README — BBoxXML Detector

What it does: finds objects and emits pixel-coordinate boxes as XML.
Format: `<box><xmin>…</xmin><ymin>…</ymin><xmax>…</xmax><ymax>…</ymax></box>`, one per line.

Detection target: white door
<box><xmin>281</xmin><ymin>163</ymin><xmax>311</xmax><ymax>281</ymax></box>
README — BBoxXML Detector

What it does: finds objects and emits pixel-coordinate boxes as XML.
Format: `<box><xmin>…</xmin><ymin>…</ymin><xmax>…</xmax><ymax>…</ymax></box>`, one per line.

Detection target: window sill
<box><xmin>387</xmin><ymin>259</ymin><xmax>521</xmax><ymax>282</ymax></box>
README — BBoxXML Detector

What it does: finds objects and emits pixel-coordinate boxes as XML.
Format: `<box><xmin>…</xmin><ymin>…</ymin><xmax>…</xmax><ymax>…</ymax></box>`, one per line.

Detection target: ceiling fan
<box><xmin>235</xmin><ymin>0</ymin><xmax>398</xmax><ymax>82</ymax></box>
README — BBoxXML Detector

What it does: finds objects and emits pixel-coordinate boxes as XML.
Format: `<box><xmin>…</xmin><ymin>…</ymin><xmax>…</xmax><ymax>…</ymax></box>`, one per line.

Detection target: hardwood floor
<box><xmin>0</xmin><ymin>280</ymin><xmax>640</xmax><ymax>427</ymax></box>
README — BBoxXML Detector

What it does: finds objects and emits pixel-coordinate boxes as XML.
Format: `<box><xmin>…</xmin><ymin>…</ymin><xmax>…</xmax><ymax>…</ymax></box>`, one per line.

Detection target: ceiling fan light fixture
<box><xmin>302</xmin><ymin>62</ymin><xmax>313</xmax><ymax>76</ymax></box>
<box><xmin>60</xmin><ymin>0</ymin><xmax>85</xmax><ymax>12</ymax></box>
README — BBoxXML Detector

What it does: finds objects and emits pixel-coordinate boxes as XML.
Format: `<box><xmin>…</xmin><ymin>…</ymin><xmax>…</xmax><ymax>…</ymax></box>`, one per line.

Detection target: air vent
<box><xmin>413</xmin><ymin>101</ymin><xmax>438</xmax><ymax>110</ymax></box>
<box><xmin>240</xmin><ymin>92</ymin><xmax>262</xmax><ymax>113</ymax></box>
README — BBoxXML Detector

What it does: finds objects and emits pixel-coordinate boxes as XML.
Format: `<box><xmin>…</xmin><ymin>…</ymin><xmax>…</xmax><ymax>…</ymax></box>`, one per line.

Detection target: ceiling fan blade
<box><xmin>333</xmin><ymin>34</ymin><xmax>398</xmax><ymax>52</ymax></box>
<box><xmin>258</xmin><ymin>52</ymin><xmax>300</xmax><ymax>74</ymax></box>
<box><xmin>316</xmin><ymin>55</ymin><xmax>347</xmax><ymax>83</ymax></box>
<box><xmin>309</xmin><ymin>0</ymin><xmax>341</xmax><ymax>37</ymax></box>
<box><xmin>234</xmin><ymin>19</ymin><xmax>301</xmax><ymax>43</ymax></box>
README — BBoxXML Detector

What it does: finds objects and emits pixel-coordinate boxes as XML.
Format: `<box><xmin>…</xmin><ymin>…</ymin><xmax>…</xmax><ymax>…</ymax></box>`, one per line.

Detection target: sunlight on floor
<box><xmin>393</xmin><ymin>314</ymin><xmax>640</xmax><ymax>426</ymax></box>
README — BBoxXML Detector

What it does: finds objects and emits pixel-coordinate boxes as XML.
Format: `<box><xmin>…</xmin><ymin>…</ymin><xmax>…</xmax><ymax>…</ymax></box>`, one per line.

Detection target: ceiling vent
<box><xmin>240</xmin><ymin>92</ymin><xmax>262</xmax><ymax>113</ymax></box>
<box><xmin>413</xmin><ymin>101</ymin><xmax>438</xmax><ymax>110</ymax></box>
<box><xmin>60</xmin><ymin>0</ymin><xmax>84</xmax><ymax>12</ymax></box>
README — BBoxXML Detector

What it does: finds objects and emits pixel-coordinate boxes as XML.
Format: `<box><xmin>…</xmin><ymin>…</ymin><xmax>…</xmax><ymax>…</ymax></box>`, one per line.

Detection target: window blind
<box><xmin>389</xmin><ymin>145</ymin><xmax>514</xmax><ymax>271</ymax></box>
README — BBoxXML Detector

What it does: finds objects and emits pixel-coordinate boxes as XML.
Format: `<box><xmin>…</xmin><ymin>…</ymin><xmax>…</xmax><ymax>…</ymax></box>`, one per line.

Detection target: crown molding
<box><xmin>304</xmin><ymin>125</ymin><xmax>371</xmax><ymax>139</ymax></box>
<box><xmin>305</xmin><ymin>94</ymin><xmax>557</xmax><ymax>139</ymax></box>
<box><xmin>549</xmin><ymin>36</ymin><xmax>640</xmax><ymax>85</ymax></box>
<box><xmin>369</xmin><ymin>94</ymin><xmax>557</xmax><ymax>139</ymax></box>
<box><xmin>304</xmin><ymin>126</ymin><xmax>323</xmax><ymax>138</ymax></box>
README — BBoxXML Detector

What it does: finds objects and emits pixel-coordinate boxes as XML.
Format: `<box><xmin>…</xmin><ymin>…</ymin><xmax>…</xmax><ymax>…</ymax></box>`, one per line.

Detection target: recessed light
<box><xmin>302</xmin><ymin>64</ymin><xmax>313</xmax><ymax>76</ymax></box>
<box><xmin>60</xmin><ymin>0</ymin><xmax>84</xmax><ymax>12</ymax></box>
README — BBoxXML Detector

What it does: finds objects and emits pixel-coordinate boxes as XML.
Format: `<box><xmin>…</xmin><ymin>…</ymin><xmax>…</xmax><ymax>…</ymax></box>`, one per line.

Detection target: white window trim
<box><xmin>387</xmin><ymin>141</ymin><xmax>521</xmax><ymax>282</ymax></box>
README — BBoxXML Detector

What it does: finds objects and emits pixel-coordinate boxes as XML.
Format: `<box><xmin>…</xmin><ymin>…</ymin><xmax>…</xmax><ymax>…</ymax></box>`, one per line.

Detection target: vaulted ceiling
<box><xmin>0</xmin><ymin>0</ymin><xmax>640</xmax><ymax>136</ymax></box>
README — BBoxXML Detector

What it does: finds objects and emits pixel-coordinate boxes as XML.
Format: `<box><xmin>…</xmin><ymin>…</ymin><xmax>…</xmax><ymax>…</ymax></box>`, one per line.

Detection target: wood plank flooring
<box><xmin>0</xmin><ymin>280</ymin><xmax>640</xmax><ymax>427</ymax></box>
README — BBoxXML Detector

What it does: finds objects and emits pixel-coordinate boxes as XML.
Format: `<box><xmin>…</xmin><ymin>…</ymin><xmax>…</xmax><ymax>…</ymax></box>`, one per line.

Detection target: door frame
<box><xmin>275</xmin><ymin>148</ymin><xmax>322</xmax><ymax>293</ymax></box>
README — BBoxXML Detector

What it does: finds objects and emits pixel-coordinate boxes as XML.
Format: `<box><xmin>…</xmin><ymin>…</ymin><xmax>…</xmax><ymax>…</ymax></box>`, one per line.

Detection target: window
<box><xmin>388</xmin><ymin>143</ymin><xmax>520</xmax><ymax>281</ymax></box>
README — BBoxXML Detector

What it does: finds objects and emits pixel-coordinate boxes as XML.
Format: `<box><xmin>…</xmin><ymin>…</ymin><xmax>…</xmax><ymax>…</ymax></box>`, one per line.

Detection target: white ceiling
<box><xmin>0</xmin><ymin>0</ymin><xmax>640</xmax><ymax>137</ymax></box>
—————
● **Directions for this task**
Pull out each line of the entries above that contains the string "ceiling". Matching is case-sensitive.

● **Exercise answer**
Detection target: ceiling fan
Detection target: ceiling fan light fixture
Detection target: ceiling fan blade
Detection target: ceiling vent
Detection target: vaulted ceiling
Detection target: white ceiling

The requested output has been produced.